§ **TASK TO CARRY OUT**
List every line in the rows below that contains the string "panel", matching case exactly.

■ ■ ■ ■

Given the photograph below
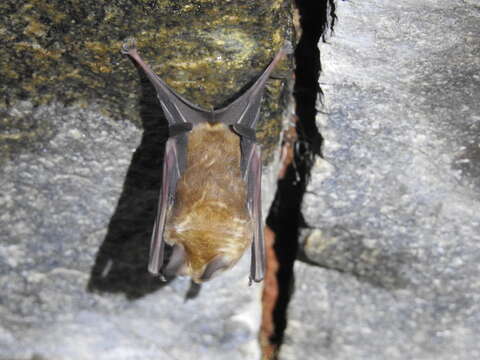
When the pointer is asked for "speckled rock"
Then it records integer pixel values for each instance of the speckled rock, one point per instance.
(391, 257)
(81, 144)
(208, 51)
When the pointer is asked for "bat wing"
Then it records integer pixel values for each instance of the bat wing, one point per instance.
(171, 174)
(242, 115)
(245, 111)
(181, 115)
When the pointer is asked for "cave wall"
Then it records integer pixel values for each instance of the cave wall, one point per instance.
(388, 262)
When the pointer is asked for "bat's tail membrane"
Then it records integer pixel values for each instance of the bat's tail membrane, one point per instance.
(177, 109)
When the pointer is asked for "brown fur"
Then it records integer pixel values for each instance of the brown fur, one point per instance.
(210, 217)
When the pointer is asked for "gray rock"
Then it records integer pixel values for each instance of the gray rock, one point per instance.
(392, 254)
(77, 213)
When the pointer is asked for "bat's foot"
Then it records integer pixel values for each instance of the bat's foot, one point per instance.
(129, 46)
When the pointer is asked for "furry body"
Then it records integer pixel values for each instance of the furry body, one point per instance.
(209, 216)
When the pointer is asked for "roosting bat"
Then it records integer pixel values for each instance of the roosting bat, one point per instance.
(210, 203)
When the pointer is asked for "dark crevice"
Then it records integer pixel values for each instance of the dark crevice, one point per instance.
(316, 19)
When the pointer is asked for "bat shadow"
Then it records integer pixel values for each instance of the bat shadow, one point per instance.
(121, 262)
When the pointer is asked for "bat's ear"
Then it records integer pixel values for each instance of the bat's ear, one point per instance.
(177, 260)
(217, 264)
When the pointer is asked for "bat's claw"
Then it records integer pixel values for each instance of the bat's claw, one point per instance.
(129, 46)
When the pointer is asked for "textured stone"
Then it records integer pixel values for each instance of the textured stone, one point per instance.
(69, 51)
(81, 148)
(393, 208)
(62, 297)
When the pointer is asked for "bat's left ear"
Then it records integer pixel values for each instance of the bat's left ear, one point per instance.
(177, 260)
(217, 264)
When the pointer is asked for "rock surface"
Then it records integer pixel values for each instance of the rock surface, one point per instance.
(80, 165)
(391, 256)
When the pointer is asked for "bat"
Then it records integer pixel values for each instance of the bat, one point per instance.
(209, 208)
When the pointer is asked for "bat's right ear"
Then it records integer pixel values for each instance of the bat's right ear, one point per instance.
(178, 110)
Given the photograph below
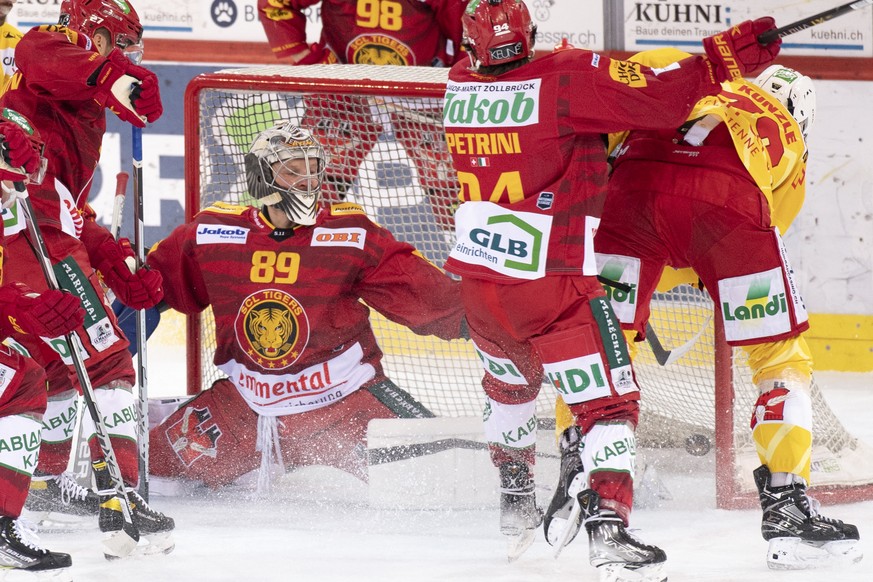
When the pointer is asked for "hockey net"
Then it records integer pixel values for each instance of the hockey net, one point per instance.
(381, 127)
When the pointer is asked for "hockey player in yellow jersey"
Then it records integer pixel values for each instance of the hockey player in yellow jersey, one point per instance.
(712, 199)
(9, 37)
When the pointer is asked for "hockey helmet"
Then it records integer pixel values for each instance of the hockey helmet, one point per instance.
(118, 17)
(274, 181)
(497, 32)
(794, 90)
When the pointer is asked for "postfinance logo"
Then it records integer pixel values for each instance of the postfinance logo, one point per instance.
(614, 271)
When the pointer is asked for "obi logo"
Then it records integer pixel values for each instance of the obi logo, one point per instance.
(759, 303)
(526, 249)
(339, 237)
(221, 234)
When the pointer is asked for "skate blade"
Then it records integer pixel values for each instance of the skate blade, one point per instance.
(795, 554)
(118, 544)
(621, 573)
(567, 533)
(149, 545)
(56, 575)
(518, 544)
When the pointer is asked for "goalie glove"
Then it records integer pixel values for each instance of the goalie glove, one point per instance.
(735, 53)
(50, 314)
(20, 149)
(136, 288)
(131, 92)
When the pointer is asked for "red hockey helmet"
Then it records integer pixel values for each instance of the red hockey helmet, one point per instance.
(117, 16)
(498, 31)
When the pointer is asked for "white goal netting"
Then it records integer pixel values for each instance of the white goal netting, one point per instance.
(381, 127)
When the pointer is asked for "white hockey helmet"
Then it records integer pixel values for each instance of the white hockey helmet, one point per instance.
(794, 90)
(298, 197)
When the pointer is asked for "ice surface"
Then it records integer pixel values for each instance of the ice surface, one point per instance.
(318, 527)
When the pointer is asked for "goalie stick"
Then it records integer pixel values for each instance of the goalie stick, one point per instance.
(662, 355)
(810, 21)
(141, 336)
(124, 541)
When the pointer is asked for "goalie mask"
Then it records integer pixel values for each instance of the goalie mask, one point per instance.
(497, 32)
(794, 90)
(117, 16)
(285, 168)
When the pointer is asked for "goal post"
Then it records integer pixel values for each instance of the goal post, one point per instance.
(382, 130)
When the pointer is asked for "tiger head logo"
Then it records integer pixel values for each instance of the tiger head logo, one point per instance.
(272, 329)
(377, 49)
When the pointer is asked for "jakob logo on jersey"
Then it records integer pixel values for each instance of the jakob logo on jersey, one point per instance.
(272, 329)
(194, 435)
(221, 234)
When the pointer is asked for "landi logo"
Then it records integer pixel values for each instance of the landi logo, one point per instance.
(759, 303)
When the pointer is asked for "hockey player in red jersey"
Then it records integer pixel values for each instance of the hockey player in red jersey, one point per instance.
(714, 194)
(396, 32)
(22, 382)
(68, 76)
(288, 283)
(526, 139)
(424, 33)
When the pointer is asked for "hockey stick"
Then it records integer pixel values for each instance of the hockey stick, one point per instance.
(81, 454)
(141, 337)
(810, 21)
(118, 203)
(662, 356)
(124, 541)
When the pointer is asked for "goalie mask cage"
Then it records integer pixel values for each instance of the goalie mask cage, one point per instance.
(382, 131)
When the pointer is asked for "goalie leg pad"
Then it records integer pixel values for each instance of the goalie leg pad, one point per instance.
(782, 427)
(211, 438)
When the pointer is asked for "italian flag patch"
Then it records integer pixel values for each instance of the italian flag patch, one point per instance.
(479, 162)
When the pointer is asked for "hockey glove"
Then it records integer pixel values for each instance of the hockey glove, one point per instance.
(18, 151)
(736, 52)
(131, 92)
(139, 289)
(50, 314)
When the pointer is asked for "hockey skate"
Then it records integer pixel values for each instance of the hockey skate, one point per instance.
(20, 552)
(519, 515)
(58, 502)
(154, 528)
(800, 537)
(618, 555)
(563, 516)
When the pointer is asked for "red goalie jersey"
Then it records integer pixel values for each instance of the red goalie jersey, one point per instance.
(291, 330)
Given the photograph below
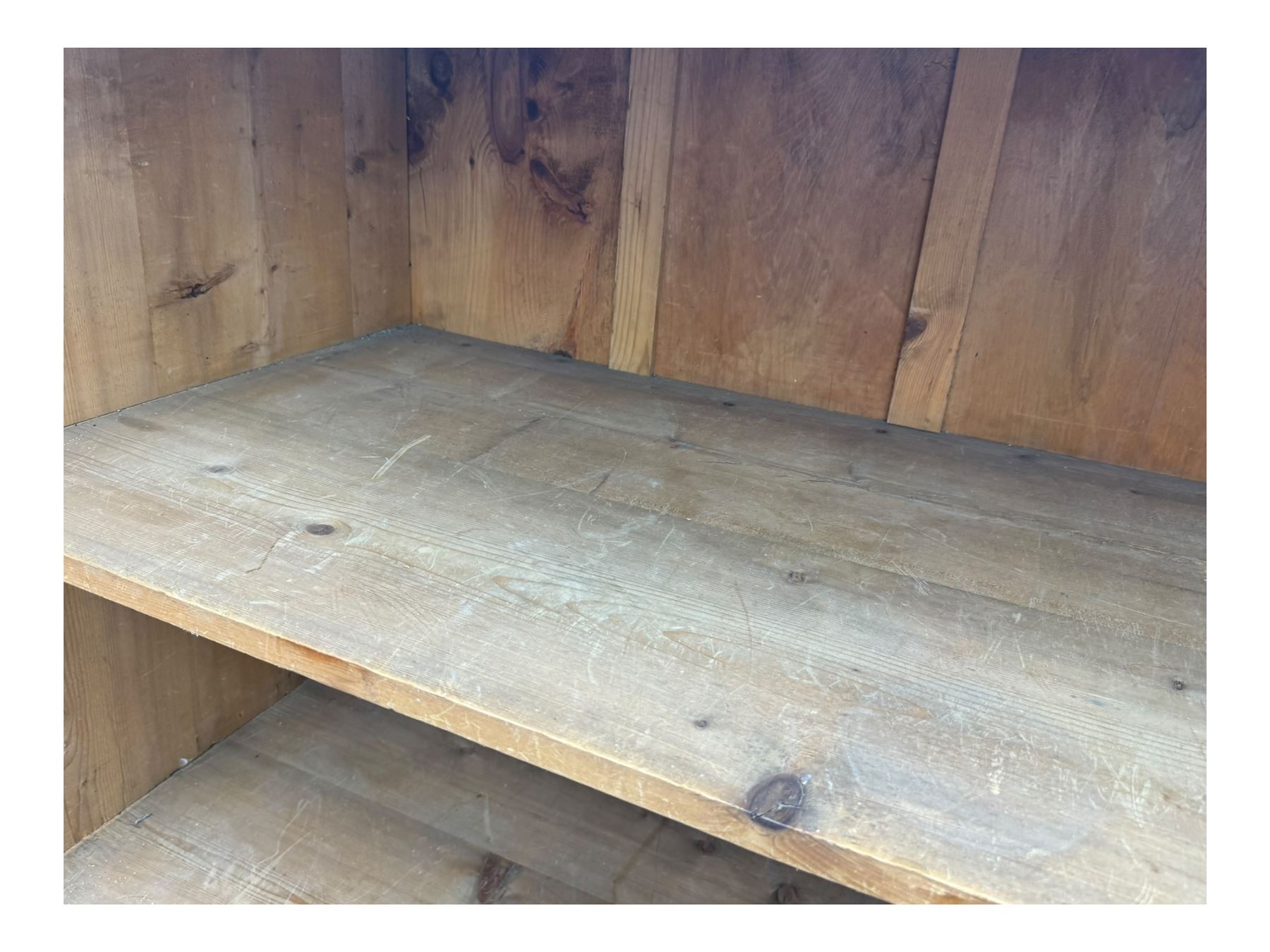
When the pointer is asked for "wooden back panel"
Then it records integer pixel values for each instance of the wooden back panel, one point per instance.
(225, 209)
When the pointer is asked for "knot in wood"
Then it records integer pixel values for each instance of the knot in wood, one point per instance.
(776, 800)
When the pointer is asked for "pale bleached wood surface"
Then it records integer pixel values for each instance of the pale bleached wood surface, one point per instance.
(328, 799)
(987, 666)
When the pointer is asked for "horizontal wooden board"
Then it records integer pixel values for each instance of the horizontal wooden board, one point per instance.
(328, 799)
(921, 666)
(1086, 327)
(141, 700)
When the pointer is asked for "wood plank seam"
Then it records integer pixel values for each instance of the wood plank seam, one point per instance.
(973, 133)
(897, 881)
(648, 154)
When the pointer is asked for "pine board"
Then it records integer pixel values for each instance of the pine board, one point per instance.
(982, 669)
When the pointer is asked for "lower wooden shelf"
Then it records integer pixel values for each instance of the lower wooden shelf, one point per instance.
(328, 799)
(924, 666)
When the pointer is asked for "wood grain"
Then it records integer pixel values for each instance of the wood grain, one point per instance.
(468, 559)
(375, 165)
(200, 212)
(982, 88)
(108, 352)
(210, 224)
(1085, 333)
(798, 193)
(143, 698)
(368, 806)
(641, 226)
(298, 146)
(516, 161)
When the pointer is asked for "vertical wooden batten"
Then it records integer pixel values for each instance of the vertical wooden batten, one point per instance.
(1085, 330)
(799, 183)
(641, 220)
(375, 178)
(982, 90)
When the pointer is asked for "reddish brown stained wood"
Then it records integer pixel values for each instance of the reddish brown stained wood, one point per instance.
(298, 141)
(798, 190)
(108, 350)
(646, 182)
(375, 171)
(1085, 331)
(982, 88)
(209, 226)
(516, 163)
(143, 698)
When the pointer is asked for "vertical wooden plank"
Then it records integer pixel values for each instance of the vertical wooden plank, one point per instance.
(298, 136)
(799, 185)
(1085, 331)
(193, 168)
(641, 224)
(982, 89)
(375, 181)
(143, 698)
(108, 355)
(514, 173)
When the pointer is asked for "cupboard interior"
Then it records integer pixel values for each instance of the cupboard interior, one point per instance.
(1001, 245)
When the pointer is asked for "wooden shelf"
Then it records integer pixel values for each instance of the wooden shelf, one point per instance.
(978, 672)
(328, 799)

■ ■ ■ ■

§ **EXERCISE RESPONSE**
When the pointer is asked for "wooden back panel"
Then it records integer pixel values for each instance of the wooden back panel, one point per instance.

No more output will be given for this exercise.